Requirement: No images, please. Copy each entry below exactly as it reads.

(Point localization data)
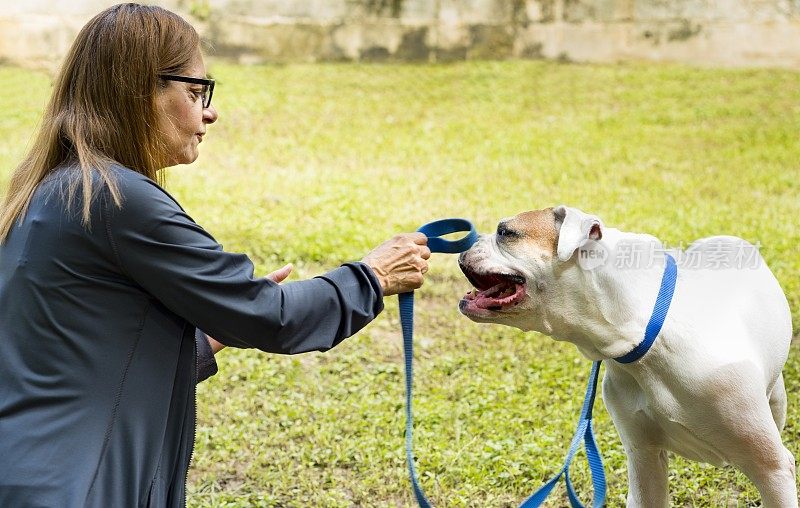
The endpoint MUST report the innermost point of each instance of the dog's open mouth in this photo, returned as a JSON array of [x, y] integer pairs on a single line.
[[495, 291]]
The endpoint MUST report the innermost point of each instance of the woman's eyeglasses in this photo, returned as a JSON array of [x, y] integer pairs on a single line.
[[208, 85]]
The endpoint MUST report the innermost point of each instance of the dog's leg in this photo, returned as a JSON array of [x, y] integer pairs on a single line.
[[777, 403], [647, 461], [747, 433], [647, 478], [775, 479]]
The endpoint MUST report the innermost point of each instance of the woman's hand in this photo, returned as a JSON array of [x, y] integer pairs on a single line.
[[400, 263], [278, 276]]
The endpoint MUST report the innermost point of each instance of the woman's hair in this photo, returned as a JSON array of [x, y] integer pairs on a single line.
[[102, 109]]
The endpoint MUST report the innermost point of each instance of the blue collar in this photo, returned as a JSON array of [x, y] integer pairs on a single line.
[[659, 313]]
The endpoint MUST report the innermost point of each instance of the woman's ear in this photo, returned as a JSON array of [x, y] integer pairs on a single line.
[[575, 228]]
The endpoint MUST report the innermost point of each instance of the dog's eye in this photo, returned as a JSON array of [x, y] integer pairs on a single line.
[[504, 232]]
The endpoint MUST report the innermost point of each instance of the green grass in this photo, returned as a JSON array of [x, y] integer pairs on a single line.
[[315, 164]]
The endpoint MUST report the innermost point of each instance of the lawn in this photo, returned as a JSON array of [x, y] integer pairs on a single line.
[[315, 164]]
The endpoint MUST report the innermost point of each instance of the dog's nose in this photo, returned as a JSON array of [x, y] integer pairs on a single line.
[[462, 260]]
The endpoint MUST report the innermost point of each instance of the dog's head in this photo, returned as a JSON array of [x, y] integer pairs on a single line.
[[514, 269]]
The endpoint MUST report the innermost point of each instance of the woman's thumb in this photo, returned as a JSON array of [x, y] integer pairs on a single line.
[[281, 274]]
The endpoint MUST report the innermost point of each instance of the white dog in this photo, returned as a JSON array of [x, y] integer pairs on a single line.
[[710, 388]]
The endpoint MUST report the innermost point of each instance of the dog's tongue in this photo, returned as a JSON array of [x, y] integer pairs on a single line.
[[496, 297]]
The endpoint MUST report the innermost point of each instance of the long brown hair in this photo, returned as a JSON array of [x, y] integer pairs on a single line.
[[102, 109]]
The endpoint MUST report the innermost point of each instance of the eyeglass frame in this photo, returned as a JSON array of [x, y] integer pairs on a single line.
[[196, 81]]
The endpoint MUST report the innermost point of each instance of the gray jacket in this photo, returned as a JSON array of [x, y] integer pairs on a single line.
[[98, 357]]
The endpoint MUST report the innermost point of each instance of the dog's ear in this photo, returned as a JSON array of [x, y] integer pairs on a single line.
[[575, 228]]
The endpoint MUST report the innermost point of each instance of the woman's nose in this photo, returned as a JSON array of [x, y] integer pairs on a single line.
[[210, 114]]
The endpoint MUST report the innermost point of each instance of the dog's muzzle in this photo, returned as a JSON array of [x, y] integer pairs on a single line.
[[495, 291]]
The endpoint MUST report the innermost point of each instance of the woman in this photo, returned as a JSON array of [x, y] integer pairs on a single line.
[[105, 281]]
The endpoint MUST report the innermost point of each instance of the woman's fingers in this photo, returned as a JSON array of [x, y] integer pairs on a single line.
[[399, 263], [281, 274]]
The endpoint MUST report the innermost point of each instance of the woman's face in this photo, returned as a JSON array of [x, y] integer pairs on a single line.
[[181, 117]]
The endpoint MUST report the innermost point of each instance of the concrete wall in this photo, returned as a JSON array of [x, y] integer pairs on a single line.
[[703, 32]]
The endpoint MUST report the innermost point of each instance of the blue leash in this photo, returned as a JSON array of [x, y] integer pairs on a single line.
[[433, 231], [585, 430]]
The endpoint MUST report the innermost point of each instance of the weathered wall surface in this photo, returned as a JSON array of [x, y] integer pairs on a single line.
[[704, 32]]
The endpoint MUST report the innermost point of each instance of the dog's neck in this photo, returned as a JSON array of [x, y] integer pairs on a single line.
[[604, 311]]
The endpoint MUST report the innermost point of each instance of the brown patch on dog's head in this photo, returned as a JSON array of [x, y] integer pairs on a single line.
[[538, 228]]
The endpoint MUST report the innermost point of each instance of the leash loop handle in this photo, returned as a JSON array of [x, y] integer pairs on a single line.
[[433, 230]]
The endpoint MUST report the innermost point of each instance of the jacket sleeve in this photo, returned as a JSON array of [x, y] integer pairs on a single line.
[[206, 363], [177, 262]]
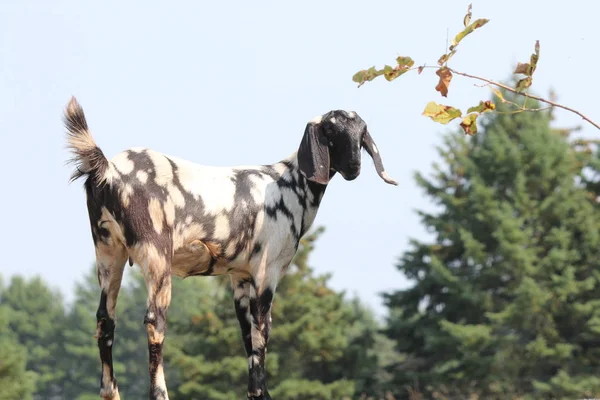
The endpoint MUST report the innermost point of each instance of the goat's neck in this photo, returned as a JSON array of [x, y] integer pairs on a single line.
[[313, 192]]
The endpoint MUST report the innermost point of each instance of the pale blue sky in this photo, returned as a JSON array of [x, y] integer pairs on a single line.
[[227, 83]]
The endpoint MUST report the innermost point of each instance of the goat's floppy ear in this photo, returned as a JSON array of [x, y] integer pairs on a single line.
[[313, 154], [373, 151]]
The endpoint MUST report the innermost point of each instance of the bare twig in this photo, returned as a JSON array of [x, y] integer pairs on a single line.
[[527, 95]]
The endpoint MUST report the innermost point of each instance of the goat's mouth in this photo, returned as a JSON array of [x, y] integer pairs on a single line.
[[350, 176]]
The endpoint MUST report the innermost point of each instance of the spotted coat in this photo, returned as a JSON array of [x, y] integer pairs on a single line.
[[171, 216]]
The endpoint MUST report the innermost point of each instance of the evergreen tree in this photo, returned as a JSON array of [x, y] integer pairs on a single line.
[[504, 302], [81, 362], [15, 381]]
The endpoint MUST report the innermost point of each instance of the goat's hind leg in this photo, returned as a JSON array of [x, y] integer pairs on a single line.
[[157, 274], [254, 315], [110, 262]]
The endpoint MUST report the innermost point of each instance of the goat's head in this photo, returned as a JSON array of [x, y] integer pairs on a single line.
[[334, 142]]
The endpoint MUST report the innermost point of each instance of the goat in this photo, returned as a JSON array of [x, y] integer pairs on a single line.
[[171, 216]]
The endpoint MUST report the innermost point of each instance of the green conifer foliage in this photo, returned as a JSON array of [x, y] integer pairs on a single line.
[[505, 297]]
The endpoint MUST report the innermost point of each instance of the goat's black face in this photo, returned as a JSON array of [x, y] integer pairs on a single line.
[[334, 142]]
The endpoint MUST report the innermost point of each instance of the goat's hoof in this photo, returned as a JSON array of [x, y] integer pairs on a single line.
[[158, 393], [110, 393], [259, 395]]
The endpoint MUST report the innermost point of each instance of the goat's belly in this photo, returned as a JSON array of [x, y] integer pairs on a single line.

Task result:
The endpoint MUST report the innermost point of each instance of the dog's open mouth in this photo, returned as a JSON array of [x, y] integer pairs on a single line.
[[495, 291]]
The endpoint MUST report the innermost point of each instance of the woman's eyeglasses in this photo, returned as a JSON array of [x, y] integer pairs on a single line.
[[208, 85]]
The endpoint MUST report the innermost point of each instance of the dog's leg in this photo, returned as a JSON array of [x, y] integer pairs on a single line.
[[777, 403], [647, 461], [747, 433], [647, 478], [775, 479]]
The endpoint MUST report the innermost point of each instance of the woman's hand in this photo, returned as a JSON array of [x, y] integer pairs on a single line.
[[400, 263], [278, 276]]
The endpoint MUST report the innermost point of each instance of the woman's hair in this photo, returned as a JSON array of [x, y] integer pairs on a single line.
[[102, 109]]
The endpoint MUST report the innermost point of each instance of the blue collar in this photo, returned as a JSON array of [x, y] integer pairs on a single line.
[[659, 313]]
The endpoint MUST report the innermost point of each instance of the woman's ear in this photo, returned as a JSON array of [x, y] integer pairs on a single line.
[[575, 228]]
The endpoint MUST report the innermost point of each instance of the dog's eye in this photo, returned as a JSON array of [x, y] integer pairs on a single line.
[[504, 232]]
The endpoint MUST report the innermost point of each instance of the green grass in this photo, returned as a JSON array of [x, y] integer pairs on a single line.
[[315, 164]]
The endpoint MUST report the innermost point of each instance of the lawn in this photo, returned as a JSON array of [x, y] integer pairs on a single line.
[[315, 164]]
The endpoint MUST report the innermost point of each instance of the dog's nose in this photo, returned as a JSON array of [x, y] integer pairs on a single line.
[[462, 260]]
The endpoint MUST report the innermost point of each instance of the dog's head in this photo, returned as a JSON array of [x, y] integer pairs on a single line.
[[514, 269]]
The endpoint MUST report the innermost point of each instance of the woman's thumb in this photo, returned as a JSON array of [x, y] integer pairs on a single line.
[[281, 274]]
The endpoint MUST report the innermost point of each instance of the white dog in this photo, returned as a JSON array of [x, y] integer pairs on a single line.
[[710, 388]]
The endpoint MUST report the innermost point of each instance of the dog's tongue in this photo, returned as a JSON array of [x, y] integer pairs on a single line.
[[496, 297]]
The endpoint MUST report the innermost point of each instance of the long brown hair in this photo, returned as a JSON array of [x, y] integer pairs on a single line.
[[102, 109]]
The endpoint MUST report the innermost point of each instance of the eyeglass frame in this photo, returned as a JSON array of [x, y] integer pairs on a single line.
[[196, 81]]
The endpoint MUST report the innermost point of each instance of the gray jacket in this photo, returned as a JSON array of [x, y] integer pairs on a single line.
[[98, 357]]
The endpoint MUST report the innermost point of each instance of the dog's ear in this photo, returned as a JSON array of [x, y] integer pairs on a single line.
[[575, 228]]
The endpoint MUST report the innermost point of each instance of the woman's nose in this photo, returned as a JSON array of [x, y] integer pairs on a single line.
[[210, 114]]
The endpoint MUST report the innermost point of each instance of the dog's muzzle in this photo, returned as a JSON array of [x, y] integer pairs on a single line.
[[495, 291]]
The endpoint MUST report the innermost point of each instance of the woman in this photo, returned as a JSON array of [x, y] integer pairs on a single line.
[[105, 281]]
The endpoint MUST report the innermost point of each instance of the woman's fingers in this photo, returned as a JSON array of [x, y] integer pairs on a single line.
[[399, 263], [281, 274]]
The endpoint MUST report the innermost point of each instance of the woman's face in this photo, returned as a JSON array of [x, y] integer pairs on a single line.
[[181, 117]]
The endpoint MUST report the innermost point of each instance of the concrete wall in this photo, returned as a JSON array of [x, y] integer pairs on a single line.
[[703, 32]]
The endpoint MUST report the innermost point of each instance of the blue leash in this photo, returned as a JSON array of [x, y] integer pairs on a single line.
[[433, 231], [585, 430]]
The endpoint MUST report the innermost point of each instance of the weathered wall surface in this photo, returned as a JSON array of [x, y] integer pairs on a single line.
[[704, 32]]
The endpoint MUST report the innermost point of each instance of the dog's neck in this photo, returned as a JSON array of [x, y] integer pairs on a single line.
[[604, 311]]
The endpoint MUST report the innermost point of each instance of the brown patch on dog's head in this photo, returned as a JSON array of [x, y] integer pairs on a single line.
[[538, 228]]
The endpoint MUST report the innermost point of each instance of the leash loop handle in this photo, returned as a JSON array of [x, y] integer pairs on a single line.
[[433, 230]]
The endpoint MUST report the innermost point of each instance of the jacket sleeve in this photo, returned as a JSON array of [x, y] integer pairs on a single line.
[[206, 363], [177, 262]]
The endpoint MUST report the innermost point of each instance of the goat's neck in this photo, returned as a JSON array of [x, y] integer pairs on a single line.
[[313, 192]]
The endpoint MUST report the innermost point of each instance of the pale blue sky in this photo, returned as a JSON array of [x, y] integer pairs on a single line.
[[227, 83]]
The endpoint MUST report the innermost point of each instance of the goat's floppy ear in this photo, returned as a JSON array of [x, y] integer pairs on a single line.
[[313, 154], [373, 151]]
The endpoint MUST report the innermost point of each instance of the bare twig in this photo, returned as a JSON array of [x, y] integer pairs on a single line.
[[527, 95]]
The endpoint MUST report the innermost point of each instance of the goat's mouth in this photo, returned as a JSON array of [x, y] integer pairs on a single line.
[[350, 176]]
The endpoint MUST report the innermost point of each instance of the spotted coat in this photo, returned as a JSON array of [x, y] integer pairs on a single line.
[[171, 216]]
The endpoint MUST report the innermost point of each instance of the evergreen tree in this photo, returned as a JSON array of [x, y] integer pairs on a single line.
[[504, 302], [81, 362], [15, 381]]
The endpoint MUST report the innermost point of each instance of the goat's hind leg in this photo, returned as a JSON array of [x, y] integer pairs on a single line.
[[157, 274], [254, 315], [110, 262]]
The endpoint MUST report the innermost point of each instance of the goat's head in this photo, returned as a JSON array of [x, y] integer pairs on a single line.
[[334, 142]]
The endpoint MUST report the innermost point of each instance of the goat in this photo, returned as a JSON array of [x, y] integer pairs on a single line.
[[171, 216]]
The endpoint MUST report the innermost point of each instance of the green conifer foliage in this photo, returned as a JSON array of [x, y] integer pairs on a single line.
[[505, 297]]
The endpoint MUST report the innermost point of each instance of the goat's black face in this photo, returned as a JSON array of [x, y] integer pairs on a single line.
[[334, 142]]
The endpoint MUST report the innermost point of each instance of the goat's hoof in this photo, returned as a JSON array of [x, y] integer pairs on a single line.
[[158, 393], [110, 393], [259, 395]]
The endpoint MUST report the innermost point of each instance of the goat's belly in this photo, returned as a JSON array of [x, y] integer pairs on a single line.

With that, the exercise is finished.